Segment Start: PASSAGE

Explore Israel's Ancient Wonderland - Venture Off The Beaten Path, Visiting Four Hidden TunnelsAs if you needed another reason why to put Israel on your ultimate bucket list, we’ve got one for you. We all know that Israel is rich with many off the beaten path destinations, but what many travelers don’t know is that there are plenty of hidden tunnels that are waiting to be discovered over and over again. The country boasts four hidden underground tunnels that are a must-see on your travel list for 2019 and we’ve got them listed right here for you.

Explore Israel's Ancient Wonderland - Venture Off The Beaten Path, Visiting Four Hidden Tunnels

The Western Wall Tunnels

The Western Wall Tunnel is an underground tunnel exposing the full length of the Western Wall. It is also one of the most magnificent and significant remnants in Jerusalem from the days of the Second Temple. The master course, the largest stones used to build Temple Mount, are exposed in the tunnels.

It’s without a doubt that you will be transported back through centuries as the complex underground tunnel can be accessed by a guided tour. That’s where guests can walk in subterranean spaces with the most astonishing archeological findings. There you can find yourself in front of large stone arches, water pits, an underground synagogue, an ancient water aqueduct that ends at the Strouthion Pool
and so much more.

Segment End: PASSAGE
Segment Start: RECORDS SUPPLIED

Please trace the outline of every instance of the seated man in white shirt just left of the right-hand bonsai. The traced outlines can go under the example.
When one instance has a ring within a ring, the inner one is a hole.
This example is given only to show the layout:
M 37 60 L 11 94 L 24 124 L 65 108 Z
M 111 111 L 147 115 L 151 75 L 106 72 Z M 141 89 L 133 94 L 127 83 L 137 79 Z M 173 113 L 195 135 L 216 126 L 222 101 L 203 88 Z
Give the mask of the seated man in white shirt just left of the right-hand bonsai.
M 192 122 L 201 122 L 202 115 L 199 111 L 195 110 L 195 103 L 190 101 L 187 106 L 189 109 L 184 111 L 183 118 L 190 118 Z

Segment End: RECORDS SUPPLIED

▶ **REQUIREMENT 1**
In the text about Israel's hidden tunnels, what is the master course?
▶ **REQUIREMENT 2**
Put this sentence from the text about Israel's hidden tunnels into Spanish: "The Western Wall Tunnel is an underground tunnel exposing the full length of the Western Wall."
Rely only on the text about Israel's hidden tunnels, not on the rows.

▶ **TASK RESPONSE 1**
The largest stones used to build Temple Mount.

▶ **TASK RESPONSE 2**
El Túnel del Muro Occidental es un túnel subterráneo que deja al descubierto toda la longitud del Muro Occidental.